• Your objective: Could you gather every line of the material below that contains the string "face"? Matching is case-sensitive.

┌─ Entries

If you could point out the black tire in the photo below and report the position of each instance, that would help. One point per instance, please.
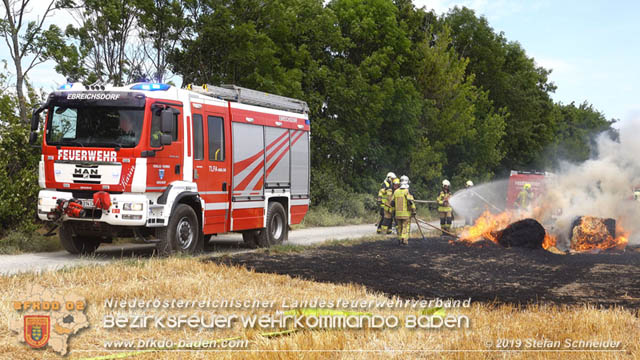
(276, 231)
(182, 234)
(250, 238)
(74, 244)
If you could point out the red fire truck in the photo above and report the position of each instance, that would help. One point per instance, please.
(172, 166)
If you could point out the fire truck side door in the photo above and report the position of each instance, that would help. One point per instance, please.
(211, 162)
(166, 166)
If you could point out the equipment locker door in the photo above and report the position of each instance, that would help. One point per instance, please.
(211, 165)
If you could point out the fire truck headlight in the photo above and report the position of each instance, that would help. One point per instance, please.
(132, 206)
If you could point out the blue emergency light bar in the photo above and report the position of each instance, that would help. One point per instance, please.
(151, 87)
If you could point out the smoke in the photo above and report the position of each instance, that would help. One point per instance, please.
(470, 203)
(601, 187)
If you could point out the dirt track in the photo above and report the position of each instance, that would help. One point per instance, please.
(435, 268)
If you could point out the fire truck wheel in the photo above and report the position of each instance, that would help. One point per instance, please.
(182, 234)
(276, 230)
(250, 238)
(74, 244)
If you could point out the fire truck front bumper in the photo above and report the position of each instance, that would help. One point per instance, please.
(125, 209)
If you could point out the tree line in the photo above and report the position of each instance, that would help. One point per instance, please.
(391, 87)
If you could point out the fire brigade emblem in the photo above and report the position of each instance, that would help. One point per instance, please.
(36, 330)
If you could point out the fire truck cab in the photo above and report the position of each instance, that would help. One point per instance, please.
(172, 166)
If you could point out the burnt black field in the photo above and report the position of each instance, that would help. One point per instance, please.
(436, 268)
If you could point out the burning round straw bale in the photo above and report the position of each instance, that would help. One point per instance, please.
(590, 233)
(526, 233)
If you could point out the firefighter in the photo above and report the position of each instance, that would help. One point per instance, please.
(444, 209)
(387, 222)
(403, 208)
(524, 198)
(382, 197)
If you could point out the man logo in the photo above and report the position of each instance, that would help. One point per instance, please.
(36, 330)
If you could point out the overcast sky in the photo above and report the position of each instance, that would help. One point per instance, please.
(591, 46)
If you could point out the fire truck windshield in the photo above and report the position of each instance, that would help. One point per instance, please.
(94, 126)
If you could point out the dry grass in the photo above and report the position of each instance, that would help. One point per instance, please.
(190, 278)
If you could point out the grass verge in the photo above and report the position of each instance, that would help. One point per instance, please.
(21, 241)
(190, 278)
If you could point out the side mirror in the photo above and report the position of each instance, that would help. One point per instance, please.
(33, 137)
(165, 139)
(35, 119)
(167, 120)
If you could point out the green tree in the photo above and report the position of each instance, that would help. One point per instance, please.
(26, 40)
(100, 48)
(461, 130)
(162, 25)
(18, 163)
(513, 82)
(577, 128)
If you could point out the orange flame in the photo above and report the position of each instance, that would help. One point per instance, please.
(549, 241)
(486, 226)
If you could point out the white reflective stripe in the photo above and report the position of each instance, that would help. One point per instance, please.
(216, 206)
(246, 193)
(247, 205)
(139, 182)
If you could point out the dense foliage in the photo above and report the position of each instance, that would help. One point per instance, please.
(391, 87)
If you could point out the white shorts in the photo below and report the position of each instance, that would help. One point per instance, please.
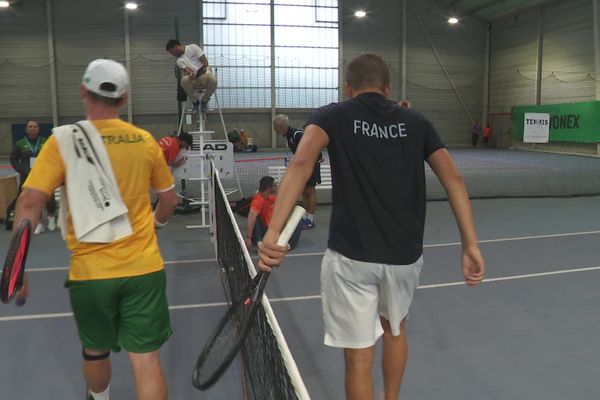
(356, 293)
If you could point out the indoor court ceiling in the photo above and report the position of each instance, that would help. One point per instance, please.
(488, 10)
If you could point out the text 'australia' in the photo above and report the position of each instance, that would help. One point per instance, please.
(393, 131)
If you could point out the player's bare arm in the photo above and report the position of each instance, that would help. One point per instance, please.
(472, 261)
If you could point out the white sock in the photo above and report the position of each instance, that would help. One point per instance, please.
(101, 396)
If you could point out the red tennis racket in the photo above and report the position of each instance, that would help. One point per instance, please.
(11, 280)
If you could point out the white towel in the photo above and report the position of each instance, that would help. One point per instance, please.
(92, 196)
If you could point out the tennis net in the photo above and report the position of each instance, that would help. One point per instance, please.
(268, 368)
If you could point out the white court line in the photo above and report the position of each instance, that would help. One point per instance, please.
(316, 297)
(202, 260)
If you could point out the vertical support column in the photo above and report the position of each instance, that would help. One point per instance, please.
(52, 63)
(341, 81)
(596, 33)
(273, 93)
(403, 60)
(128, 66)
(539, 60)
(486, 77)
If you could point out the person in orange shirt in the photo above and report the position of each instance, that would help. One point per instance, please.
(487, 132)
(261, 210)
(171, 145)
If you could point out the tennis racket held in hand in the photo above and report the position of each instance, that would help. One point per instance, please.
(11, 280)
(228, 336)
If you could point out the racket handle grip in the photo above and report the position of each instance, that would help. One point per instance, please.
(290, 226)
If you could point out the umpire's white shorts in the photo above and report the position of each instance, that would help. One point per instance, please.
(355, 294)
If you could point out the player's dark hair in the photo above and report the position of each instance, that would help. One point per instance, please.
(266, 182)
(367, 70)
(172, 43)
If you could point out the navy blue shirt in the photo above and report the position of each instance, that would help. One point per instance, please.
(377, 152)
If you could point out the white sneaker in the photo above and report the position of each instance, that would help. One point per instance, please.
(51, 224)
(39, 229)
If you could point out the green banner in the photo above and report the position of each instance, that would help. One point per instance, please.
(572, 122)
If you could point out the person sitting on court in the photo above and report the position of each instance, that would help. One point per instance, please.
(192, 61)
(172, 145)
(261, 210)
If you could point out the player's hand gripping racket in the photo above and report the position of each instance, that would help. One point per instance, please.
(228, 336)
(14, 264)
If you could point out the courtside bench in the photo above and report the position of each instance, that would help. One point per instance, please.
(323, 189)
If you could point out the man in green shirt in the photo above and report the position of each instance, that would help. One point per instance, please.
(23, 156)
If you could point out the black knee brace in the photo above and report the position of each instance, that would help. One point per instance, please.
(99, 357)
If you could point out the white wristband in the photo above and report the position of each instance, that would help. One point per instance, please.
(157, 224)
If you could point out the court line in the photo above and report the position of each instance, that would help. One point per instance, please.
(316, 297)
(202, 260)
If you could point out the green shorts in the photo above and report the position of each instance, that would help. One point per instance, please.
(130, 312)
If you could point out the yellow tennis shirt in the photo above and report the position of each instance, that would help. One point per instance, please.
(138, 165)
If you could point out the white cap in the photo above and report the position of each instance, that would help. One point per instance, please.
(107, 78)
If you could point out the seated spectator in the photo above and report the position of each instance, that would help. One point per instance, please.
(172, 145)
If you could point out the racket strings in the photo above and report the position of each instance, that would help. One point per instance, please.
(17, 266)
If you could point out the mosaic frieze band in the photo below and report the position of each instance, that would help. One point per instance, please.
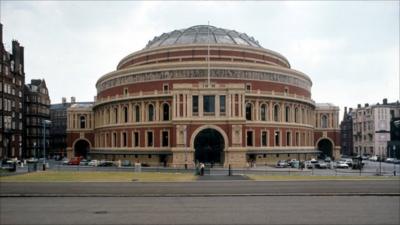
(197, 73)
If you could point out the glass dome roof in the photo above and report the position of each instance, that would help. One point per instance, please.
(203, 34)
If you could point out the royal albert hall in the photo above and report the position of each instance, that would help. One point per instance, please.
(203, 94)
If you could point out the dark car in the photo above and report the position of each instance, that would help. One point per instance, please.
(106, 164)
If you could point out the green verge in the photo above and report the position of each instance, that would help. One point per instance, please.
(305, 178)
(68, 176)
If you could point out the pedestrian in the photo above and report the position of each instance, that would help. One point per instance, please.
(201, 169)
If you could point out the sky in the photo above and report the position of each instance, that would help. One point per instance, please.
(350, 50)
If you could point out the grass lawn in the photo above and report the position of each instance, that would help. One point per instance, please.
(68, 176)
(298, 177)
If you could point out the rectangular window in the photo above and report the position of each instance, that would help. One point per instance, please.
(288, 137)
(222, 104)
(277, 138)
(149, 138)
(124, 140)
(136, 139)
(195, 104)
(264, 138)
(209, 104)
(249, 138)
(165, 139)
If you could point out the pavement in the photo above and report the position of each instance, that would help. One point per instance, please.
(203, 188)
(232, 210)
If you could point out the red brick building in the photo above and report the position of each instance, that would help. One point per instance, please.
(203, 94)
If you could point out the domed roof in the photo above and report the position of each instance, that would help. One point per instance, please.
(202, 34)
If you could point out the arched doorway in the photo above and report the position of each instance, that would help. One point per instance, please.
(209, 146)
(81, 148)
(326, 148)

└─
┌─ Entries

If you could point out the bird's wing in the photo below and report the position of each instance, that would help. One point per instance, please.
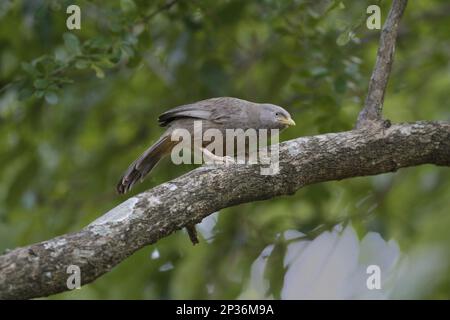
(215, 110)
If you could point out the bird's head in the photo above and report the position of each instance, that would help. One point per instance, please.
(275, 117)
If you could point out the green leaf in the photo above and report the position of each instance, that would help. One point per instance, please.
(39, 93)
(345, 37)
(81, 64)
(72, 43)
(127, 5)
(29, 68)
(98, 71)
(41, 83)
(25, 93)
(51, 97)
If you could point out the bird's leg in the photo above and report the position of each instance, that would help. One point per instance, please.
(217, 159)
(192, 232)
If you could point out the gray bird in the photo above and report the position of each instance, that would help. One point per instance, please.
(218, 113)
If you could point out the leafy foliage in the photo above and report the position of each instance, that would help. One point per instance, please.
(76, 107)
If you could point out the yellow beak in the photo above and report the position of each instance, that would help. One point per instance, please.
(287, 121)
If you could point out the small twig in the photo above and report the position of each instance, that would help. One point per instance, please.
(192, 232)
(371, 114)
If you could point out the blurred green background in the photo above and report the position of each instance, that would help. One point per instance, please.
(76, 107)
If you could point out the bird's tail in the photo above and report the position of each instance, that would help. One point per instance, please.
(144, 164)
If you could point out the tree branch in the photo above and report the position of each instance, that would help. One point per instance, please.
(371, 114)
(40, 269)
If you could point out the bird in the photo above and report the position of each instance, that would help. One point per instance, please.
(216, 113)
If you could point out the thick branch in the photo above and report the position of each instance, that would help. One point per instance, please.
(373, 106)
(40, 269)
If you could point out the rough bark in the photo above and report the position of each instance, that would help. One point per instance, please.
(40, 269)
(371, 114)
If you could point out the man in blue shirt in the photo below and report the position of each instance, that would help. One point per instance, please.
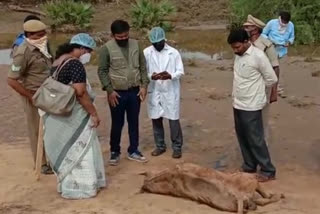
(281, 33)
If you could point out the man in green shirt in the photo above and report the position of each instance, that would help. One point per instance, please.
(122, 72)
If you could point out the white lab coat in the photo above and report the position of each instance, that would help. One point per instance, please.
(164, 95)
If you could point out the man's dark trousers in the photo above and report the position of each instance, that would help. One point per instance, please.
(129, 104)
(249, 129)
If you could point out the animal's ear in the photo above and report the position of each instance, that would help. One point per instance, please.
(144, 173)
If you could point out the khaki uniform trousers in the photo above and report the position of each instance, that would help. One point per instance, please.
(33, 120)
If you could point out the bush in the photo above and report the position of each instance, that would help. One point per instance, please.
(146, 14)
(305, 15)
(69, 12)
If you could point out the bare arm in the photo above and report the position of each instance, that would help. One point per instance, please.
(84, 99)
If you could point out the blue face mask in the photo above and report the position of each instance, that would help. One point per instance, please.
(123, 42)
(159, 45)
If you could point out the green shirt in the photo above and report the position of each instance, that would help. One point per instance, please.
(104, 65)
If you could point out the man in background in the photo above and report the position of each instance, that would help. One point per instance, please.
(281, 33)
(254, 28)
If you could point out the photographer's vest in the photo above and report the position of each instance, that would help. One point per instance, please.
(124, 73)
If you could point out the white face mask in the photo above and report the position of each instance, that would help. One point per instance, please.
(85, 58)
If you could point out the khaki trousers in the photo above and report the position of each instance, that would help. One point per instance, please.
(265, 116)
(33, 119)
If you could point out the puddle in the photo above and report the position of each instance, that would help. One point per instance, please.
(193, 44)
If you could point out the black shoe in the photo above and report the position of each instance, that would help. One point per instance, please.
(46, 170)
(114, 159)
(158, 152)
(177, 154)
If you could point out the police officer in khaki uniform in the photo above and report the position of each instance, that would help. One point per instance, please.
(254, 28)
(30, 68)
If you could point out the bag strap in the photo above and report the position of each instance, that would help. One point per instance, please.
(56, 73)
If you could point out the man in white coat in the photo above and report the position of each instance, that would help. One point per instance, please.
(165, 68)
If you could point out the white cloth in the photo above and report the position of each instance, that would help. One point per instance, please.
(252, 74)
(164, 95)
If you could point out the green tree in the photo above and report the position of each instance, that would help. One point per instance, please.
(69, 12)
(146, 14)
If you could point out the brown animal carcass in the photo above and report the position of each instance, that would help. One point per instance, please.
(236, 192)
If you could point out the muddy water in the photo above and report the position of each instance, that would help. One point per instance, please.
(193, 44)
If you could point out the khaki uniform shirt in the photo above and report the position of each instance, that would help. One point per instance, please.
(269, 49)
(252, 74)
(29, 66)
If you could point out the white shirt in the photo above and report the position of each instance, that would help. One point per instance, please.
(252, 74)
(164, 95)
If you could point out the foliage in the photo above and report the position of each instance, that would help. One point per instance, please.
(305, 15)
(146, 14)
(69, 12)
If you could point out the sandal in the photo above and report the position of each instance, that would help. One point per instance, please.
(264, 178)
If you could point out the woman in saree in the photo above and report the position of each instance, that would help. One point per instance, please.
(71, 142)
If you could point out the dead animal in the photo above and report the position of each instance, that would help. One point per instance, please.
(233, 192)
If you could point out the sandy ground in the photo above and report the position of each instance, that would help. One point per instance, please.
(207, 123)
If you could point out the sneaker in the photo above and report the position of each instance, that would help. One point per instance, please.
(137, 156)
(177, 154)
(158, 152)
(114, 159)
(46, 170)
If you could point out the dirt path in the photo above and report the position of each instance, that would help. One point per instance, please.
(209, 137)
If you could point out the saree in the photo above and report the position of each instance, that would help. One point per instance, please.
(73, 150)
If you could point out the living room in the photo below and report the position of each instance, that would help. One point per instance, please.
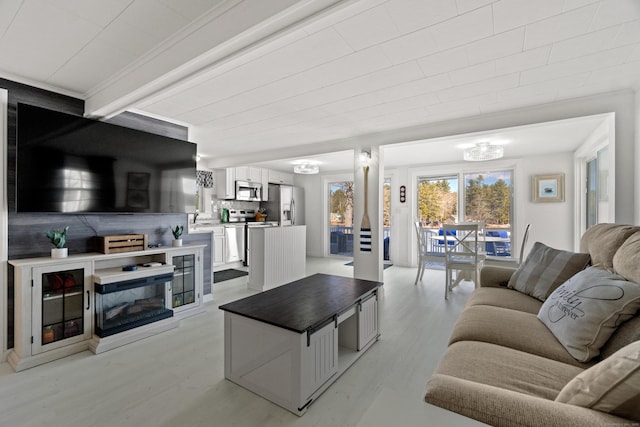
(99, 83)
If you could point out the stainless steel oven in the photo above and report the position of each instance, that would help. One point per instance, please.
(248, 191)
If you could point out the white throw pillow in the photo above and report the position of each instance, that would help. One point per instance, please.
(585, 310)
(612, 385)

└─

• Final result:
If you could point out the blue face mask in the photo above and report the position of each instance, that would help. One point per instance, please.
If you could point out the white face mask in the photo above and report the position of each instance, that would help. One point per instance, please.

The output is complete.